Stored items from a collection

# # #

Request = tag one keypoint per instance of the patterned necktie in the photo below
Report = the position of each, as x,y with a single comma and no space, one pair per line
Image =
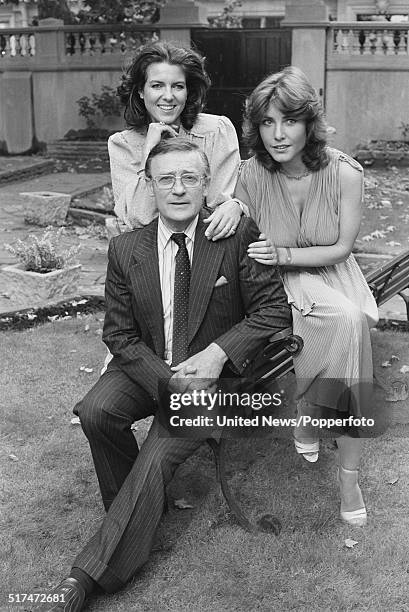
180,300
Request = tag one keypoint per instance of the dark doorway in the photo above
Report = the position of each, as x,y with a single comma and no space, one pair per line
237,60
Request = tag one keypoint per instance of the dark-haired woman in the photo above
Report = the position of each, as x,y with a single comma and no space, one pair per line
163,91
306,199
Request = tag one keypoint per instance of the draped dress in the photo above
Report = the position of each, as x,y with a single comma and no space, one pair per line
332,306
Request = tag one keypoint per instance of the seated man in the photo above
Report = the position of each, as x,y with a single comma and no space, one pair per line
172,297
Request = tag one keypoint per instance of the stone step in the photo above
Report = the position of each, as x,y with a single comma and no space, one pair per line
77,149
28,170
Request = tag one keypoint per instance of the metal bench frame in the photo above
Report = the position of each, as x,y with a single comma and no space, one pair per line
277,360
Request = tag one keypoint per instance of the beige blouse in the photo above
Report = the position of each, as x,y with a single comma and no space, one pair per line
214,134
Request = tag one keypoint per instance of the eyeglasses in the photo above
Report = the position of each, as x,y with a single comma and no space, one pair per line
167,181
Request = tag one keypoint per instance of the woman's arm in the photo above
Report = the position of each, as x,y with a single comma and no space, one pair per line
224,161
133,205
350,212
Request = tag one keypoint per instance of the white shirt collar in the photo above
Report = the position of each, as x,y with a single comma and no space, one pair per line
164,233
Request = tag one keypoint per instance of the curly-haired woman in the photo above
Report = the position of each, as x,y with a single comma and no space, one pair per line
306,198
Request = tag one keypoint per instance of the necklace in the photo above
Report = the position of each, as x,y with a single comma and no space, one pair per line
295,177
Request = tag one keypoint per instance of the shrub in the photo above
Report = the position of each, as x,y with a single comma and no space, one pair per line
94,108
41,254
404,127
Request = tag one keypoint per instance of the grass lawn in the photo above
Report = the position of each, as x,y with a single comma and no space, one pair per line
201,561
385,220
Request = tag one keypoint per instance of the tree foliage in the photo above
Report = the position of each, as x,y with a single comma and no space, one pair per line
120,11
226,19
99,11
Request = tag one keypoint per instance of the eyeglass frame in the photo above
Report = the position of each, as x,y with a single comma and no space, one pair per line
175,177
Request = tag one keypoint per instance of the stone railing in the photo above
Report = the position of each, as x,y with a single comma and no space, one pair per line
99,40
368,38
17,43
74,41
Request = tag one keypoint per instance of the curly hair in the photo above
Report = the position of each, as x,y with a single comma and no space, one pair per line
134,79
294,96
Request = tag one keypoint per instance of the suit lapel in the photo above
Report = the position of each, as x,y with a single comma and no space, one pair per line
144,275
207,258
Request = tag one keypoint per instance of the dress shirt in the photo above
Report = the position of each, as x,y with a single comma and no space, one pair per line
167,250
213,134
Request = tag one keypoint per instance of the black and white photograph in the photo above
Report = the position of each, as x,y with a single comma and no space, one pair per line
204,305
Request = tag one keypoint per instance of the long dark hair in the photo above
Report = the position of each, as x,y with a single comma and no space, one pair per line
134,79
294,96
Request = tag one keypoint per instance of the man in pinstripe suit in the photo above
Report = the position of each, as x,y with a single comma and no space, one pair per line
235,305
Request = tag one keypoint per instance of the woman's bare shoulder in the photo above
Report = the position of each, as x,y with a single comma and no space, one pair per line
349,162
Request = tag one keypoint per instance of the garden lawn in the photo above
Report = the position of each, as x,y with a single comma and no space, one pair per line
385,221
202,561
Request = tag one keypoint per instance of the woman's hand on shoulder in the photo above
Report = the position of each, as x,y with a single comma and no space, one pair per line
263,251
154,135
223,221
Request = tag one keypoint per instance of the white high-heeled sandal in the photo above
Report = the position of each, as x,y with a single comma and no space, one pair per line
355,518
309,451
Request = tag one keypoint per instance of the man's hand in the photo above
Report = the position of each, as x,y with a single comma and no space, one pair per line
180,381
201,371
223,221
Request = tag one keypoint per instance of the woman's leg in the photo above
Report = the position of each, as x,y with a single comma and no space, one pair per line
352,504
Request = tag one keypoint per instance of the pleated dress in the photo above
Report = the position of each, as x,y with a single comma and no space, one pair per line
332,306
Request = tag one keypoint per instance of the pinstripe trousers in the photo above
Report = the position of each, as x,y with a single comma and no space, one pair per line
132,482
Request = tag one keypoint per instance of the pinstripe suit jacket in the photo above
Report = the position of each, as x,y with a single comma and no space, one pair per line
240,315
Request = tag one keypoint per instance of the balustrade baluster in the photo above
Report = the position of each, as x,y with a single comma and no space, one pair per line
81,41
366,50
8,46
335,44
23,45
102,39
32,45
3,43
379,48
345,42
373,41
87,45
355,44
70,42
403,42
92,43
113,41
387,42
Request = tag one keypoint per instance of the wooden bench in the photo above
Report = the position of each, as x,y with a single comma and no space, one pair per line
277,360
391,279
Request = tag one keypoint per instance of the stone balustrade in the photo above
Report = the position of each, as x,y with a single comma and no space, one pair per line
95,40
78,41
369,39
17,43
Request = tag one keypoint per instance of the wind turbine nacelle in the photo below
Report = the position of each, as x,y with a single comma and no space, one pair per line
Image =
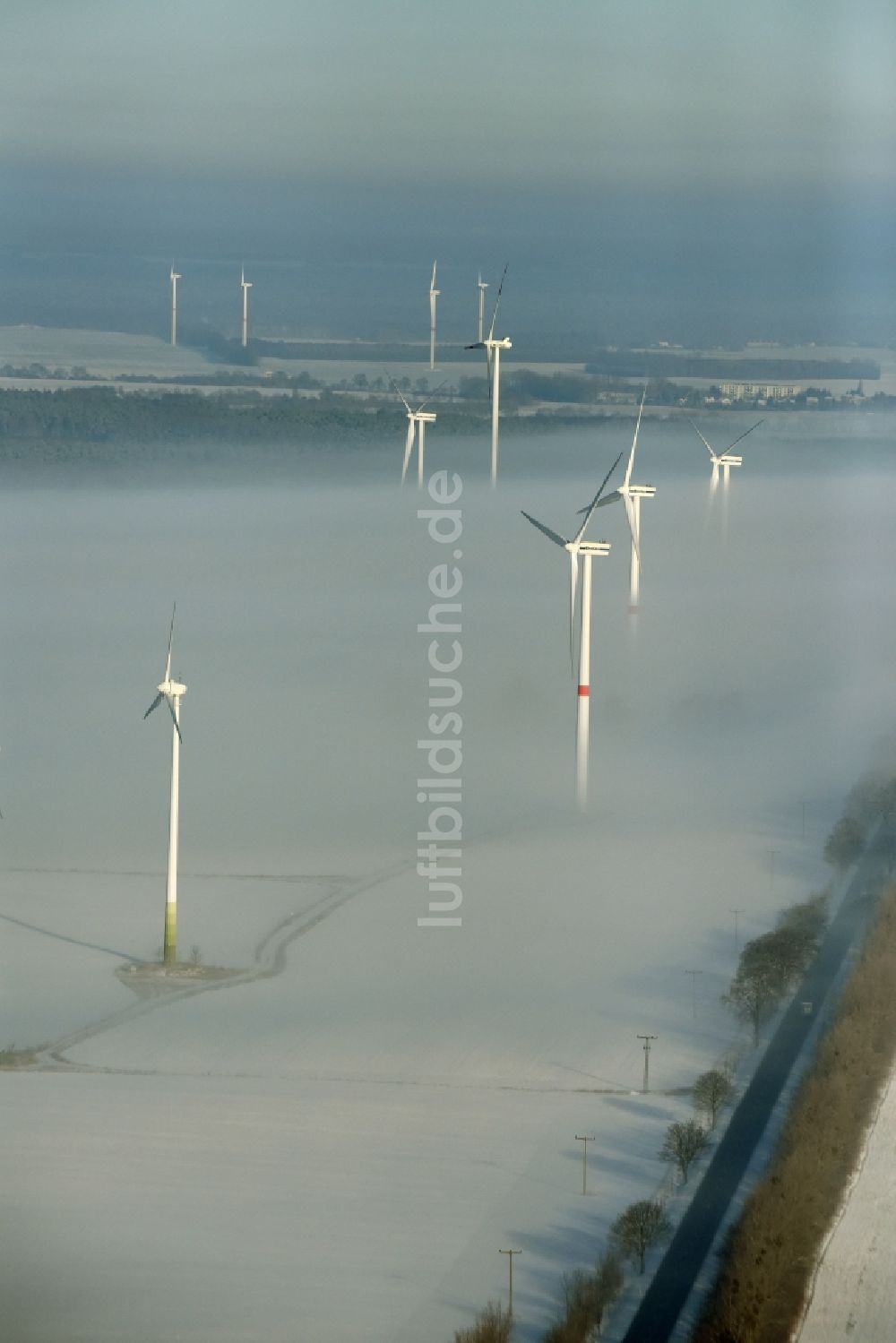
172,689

# # #

→ **Written task**
Switch every "keypoint" in the material above to "marker", keep everything else the same, and leave the pictures out of your answer.

→ **Result for this task**
Request = tag one marker per instance of the patterned necktie in the photo below
Report = the position of each, as x,y with a single comma and no space, one pair per line
Image =
180,300
Request = tag one marker per instance of the dark doorway in the photo above
Report = the position of each, as x,y with a single comma and no space, one pair per line
237,60
Request = tag one marker per instance of the dark-haired woman in the photo above
Report = the position of each, as x,y with a single comma and no space, one pair per line
163,91
306,199
Request = tag one marker per instance of the draped dress in the photo above
Report = the position of each, as x,y with a single comma and no space, one pair per line
332,306
Request = tag one marker per instance of the seated man in the photo above
Report = the position of each, as x,y with a single comma and no space, one pair per line
172,297
Request = tag one marker per instance of the stone step in the photo above
Report = the position of each, as x,y with a single comma and no space, one pair per line
77,149
28,170
Request = tag one marker per instance of the metal bench frame in the photo above
Report = the position of each, as x,y with a single comma and no space, one pair per line
277,360
Request = tag one marker per instance of the beige blouse in the photo above
Report = the position of each, as x,y with a single comma and no space, one pair per line
214,134
Request = tag one marker per instance of the eyeglasses in the photo above
Report = the position of each, as x,y with a single comma and no space, one pair per line
167,181
Request = tag one marker per instance of the woman's arm in the photo above
Report = the position of each, as x,y with a single comma and no space, one pair per line
224,161
133,205
350,212
Request = tag one marker per instance of the white shirt collar in the photo above
Report = the position of each, as x,y with a single comma and no space, one pair per line
164,233
Request = tag one marker per instance of the curly-haired woman in the photo above
Report = the position of each, as x,y with a single comma and no space, one pair per line
306,198
Request = tag one marker per instance of the necklace in the photo above
Report = the position of each, as x,y with a single comma and no space, one pair per line
295,177
Request = tag one marker per instance of the shrub in the photo above
Report = the position of each, as x,y with a single comma and no space, one pair per line
94,108
41,254
404,127
Request = tag one marker per instance of the grass lawn in the photo above
Report = the position of each, as x,y with a single comma and no space, one pair per line
201,561
385,220
Request = tag one marker per instance of the tree foliage in the photo above
Report = the position of each, as x,y with a single comma and no space, one pair per line
120,11
226,19
99,11
Request = tag one marker per instance of the eyeglass frame in the photo above
Report = the position of each, as x,y with a single comma and no space, one pair per line
175,177
Request = tag one marker per instance of the stone railing in the photo above
Report = the position of each, as x,y with a single comma and no space, one pair per line
99,40
368,38
17,43
74,41
Request = tag one marker per instance of the curly hair in the photo above
Report = the position of each, as x,y with a single comma and no space, one pair per line
134,79
294,96
Request = tag one marker per instance of the suit lapel in the photo above
Report = the position of each, as x,y with a single comma and no space, one pair per line
144,275
207,258
Request = tag one marker per instance of the dress shirt in the photo above
Report = the position of each, as x,y with a single comma and no space, one pair per line
167,250
213,134
Request = tag one marker per instance of the black and white photograph in the photo above
Report = the position of each, as x,y with a single comma and no space, one pair per line
204,305
Request = tag one marker per instance of the long dark hair in the photo above
Report = the position of each, as x,y with a single comma and no space, one pair per line
134,79
294,96
Request = tag one marker per instance of the man in pinstripe suit in the photo above
Report = the position of each, as x,y with a single comma and no space, one pair per line
235,305
Request = tag one marker per instance of the woman's bare shoulder in the photo above
Report = the position of each, as x,y with a single comma and no space, one pair per line
349,162
Request = tag one marker per instance of the garden lawn in the photo above
Report = the position of each, as x,y with a single comma and no space, one pair per line
385,221
202,561
Request = tag one marker per instance of the woman's hand on shoulder in the photo above
Report = the position of each, as x,y with a single comma and no space, one pair per line
263,251
154,135
223,221
Request = tag one marker per instance of the white high-heeled sandal in the photo above
Report = the position of each, as x,y with a single comma and no space, one pair per line
355,518
309,451
Request = tag one marker per instance of the man's hand in the photo above
Report = the position of each, as x,y with a single comma and no space, one pair per line
180,381
201,371
223,221
Request = tag one marker per instance of the woman's leg in the photo above
Report = the position of each, as x,y with a single comma and no space, one pair per line
352,504
Request = tag one marker per instance of the pleated dress in the photo above
Report = the position of each, as x,y with a single comma and no space, one pair per line
332,306
Request = tag one marker per instance of the pinstripe trousers in the photo above
Report = the position of each, as x,y with a single comma and no space, one pair per line
132,482
Request = tag one marker per instance of the pinstripe suit jacket in the photo above
Report = the position of each, as x,y with a single comma and no space, one pair per line
240,315
Request = tag one marker per instance of the balustrade baluster in the photo above
Report = the position of each, as x,y with a single comma and no space, one pair per line
81,41
366,50
8,46
335,44
23,45
102,39
32,45
3,43
379,48
345,42
373,41
87,45
355,44
70,42
403,42
92,43
113,41
387,42
Request = tag one marker per instance of the wooden bench in the photo above
Report = the position of each, as x,y with a single comma and no space, one pair per line
277,360
391,279
Request = tag one marker per instance of the stone balustrade in the photo above
Report = the position of each, as x,y with a single comma and no space, one pair per line
95,40
78,41
369,39
17,43
Request = tag one marker per instance of the wind turbine nacelle in the photo below
Report = the position of each, as x,y with a single comma and no space, one pair per line
Image =
172,689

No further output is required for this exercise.